── Extract ──
# Phidippus Only



## DR zuum (May 16, 2006)

Well thought id start a thread devoted only to identified Phidippus species.Here are a few of the types i breed these are new ones.Please feel free to post your Phidippus photos.I was helped a bit by Pronty and MrL and Conipto on photo techniques and settings as i am a novice at photography. I took what they said and applied it hopefully they arent too bad.

Phidippus Johnsoni/ Todd Gearhart stock.

Note the appearance of devil horns by the hairs on her head.



















Phidippus Regius red variant/Todd Gearhart stock













Bedding down for the night.












Phidippus Audax/ Eric weintraub (Boidaddic) stock.Hard to get a cleaner pic of this guy hes always in motion also bites hard as heck very fast and mean.





















Phidippus Borealis Eric Weintraub (Boidaddic) stock
Sealed up in canopy sitting on sack.


----------



## ShadowSpectrum (May 16, 2006)

Beautiful spiders   But shouldn't this be in the true spiders section?


----------



## DR zuum (May 16, 2006)

ShadowSpectrum said:
			
		

> Beautiful spiders   But shouldn't this be in the true spiders section?



Probably it should be i meant to put it there as its strictly for phids.My bad its late im tired,on Fentanyl patches,i was looking at some other salticidae (jumper) pics posted here in this thread forgot and just posted these while still in it.I cant delete it or move it so if a mod feels like moving  it for me thanks id appreciate it.
───
● Set task a
Decide whether each statement agrees with the thread. Answer yes or no for each, and quote the words of the thread that settle it.
(i) The first poster describes themselves as experienced at photography.
(ii) The Phidippus Audax is said to bite.
(iii) The first poster says they can move the thread themselves.
── Supplied material ──
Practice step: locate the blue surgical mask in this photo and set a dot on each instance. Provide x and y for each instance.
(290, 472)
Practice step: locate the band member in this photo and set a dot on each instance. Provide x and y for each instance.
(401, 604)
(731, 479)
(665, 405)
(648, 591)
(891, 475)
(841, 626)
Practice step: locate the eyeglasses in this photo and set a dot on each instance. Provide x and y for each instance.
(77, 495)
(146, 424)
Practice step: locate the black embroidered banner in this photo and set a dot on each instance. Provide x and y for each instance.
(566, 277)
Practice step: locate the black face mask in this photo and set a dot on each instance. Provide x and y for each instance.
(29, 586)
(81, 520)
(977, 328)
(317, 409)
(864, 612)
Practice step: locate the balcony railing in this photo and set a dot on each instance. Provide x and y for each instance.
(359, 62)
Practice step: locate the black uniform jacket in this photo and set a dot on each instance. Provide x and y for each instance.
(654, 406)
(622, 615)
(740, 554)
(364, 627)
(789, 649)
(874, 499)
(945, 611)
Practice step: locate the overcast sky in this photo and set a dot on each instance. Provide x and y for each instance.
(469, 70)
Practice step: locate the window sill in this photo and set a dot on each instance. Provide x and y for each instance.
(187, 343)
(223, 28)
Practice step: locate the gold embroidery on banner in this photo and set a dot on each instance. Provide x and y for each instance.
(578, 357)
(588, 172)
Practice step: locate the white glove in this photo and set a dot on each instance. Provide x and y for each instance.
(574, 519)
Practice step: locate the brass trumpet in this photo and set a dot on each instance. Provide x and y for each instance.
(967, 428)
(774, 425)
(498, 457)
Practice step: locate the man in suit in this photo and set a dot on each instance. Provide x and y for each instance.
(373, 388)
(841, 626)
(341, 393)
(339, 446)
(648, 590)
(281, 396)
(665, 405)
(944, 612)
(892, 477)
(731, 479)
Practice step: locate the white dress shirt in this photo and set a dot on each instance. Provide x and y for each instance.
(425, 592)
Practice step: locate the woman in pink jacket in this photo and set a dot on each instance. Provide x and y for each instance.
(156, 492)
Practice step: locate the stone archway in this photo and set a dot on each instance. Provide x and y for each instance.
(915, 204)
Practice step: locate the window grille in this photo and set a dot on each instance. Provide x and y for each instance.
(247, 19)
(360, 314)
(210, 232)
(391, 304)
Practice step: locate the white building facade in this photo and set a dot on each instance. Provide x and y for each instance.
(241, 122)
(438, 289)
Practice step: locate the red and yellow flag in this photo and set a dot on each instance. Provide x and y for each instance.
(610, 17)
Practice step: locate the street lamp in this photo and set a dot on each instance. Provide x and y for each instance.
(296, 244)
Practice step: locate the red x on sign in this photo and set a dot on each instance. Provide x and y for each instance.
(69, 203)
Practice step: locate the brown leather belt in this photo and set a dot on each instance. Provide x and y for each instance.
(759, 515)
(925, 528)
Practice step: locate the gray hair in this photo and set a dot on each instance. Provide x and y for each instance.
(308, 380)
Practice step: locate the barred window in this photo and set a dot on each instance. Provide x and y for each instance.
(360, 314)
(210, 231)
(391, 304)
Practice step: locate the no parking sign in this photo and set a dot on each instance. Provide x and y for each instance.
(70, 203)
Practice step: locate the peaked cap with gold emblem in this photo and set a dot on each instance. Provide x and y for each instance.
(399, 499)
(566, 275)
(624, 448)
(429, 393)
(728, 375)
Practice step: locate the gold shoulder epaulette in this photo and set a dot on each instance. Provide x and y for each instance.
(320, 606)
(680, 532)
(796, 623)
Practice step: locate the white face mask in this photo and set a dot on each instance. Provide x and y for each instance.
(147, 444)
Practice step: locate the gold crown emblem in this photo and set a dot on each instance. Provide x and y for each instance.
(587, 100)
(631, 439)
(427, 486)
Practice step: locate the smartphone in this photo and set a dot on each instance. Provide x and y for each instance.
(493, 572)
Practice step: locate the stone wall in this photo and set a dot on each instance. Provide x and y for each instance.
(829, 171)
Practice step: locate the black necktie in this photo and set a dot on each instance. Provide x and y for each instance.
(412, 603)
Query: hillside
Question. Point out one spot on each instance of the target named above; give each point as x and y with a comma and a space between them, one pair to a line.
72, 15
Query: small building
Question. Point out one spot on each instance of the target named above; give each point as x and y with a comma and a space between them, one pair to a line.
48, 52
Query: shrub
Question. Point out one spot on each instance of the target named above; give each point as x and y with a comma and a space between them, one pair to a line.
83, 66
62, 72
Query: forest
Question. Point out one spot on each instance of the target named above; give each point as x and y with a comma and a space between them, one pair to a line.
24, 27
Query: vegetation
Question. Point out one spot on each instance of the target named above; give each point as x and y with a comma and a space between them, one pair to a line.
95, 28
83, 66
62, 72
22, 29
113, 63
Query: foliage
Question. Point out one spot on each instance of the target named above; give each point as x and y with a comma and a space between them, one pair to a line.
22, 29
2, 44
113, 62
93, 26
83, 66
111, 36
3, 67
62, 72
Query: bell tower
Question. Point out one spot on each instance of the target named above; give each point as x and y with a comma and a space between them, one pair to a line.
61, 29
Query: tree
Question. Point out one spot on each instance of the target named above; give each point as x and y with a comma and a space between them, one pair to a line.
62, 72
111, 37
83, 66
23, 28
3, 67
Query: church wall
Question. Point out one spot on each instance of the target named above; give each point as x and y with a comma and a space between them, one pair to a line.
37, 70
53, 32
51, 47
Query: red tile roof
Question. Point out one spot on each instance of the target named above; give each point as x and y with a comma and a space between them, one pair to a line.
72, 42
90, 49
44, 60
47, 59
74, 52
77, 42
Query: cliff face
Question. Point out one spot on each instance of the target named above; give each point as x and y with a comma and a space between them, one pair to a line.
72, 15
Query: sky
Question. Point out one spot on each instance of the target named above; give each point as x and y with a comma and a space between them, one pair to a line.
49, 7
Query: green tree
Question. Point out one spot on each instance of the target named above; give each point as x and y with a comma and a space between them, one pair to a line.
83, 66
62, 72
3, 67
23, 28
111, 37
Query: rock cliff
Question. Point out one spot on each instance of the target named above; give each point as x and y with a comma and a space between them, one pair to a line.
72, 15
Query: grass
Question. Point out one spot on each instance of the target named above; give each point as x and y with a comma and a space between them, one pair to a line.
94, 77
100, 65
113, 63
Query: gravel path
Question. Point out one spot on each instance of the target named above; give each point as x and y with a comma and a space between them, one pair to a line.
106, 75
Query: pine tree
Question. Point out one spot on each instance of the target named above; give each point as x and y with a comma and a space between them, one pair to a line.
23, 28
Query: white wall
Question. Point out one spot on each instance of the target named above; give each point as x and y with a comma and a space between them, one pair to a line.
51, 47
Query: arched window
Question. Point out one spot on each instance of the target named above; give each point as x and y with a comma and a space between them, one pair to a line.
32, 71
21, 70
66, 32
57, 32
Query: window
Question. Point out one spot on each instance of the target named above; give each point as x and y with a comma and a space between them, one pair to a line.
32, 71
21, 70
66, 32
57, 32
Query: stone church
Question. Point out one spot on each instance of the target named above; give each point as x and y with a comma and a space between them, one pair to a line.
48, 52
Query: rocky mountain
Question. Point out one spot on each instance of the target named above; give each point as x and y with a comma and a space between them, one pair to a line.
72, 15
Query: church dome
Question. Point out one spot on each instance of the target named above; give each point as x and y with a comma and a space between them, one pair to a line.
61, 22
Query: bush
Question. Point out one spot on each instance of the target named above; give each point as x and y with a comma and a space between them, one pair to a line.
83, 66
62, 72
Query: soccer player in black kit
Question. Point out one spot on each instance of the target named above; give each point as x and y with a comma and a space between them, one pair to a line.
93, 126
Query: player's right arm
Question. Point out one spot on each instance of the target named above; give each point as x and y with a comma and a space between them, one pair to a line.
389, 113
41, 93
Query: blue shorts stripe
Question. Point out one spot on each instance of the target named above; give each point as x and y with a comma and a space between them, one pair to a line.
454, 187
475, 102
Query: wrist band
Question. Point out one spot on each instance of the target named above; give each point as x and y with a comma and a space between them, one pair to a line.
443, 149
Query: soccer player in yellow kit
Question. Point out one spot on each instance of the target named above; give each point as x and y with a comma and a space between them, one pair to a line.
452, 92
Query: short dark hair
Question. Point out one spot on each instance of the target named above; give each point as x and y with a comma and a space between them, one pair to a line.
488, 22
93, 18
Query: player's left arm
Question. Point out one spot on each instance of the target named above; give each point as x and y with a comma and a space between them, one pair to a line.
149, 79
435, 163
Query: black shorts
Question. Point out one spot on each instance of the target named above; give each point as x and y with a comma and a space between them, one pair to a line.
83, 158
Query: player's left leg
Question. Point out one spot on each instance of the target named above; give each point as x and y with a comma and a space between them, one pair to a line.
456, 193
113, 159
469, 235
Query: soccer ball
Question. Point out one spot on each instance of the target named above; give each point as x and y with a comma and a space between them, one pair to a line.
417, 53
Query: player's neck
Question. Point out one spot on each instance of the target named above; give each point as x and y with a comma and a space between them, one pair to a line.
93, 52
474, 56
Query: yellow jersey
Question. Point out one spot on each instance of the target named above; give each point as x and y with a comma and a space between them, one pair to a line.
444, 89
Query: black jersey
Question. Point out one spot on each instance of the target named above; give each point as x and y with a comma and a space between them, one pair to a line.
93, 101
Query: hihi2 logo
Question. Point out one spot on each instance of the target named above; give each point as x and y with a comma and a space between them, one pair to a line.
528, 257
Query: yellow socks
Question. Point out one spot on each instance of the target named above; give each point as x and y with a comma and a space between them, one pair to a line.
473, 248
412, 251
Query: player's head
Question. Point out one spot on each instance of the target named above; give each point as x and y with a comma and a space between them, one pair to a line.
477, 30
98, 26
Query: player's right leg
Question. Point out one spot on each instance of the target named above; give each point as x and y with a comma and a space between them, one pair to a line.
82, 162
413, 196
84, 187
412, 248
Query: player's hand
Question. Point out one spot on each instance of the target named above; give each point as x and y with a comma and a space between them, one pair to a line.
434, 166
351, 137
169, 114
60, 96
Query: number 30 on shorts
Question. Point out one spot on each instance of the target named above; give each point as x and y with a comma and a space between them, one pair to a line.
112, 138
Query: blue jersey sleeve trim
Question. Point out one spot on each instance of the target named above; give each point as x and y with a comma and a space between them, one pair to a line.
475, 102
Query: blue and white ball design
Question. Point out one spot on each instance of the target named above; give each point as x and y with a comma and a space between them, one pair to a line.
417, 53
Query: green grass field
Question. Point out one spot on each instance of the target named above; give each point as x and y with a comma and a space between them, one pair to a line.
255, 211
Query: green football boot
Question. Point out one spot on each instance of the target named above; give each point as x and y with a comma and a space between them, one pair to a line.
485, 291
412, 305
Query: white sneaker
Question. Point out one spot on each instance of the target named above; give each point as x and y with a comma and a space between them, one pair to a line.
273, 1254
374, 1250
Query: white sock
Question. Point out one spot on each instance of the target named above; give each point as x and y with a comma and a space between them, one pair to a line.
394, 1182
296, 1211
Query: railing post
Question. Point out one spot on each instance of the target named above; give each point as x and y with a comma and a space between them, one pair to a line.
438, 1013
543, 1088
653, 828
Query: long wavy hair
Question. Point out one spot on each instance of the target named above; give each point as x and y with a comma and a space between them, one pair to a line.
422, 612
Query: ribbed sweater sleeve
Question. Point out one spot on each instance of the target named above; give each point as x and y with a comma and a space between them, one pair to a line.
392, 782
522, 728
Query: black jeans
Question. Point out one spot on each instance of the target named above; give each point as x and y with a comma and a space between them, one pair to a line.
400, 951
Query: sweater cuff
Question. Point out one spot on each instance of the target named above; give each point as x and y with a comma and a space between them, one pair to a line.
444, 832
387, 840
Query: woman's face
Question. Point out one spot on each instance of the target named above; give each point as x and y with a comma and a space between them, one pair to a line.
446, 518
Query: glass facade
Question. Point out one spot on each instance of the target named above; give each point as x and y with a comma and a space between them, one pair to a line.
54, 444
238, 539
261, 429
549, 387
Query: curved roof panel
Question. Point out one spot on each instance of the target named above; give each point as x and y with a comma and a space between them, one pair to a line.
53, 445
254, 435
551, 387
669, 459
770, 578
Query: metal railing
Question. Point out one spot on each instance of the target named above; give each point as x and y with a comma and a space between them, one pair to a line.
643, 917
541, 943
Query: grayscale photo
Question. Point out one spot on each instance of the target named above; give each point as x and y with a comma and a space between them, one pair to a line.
───
● Set task b
Return every row above that contains the string "jacket". Case counts.

● Problem solution a
(i) No: "i am a novice at photography"
(ii) Yes: "bites hard as heck very fast and mean"
(iii) No: "I cant delete it or move it"

● Problem solution b
Practice step: locate the black uniform jacket in this photo and set a dot on each instance. Provide x and y for each instance.
Practice step: locate the woman in pink jacket in this photo and set a dot on each instance. Provide x and y for each instance.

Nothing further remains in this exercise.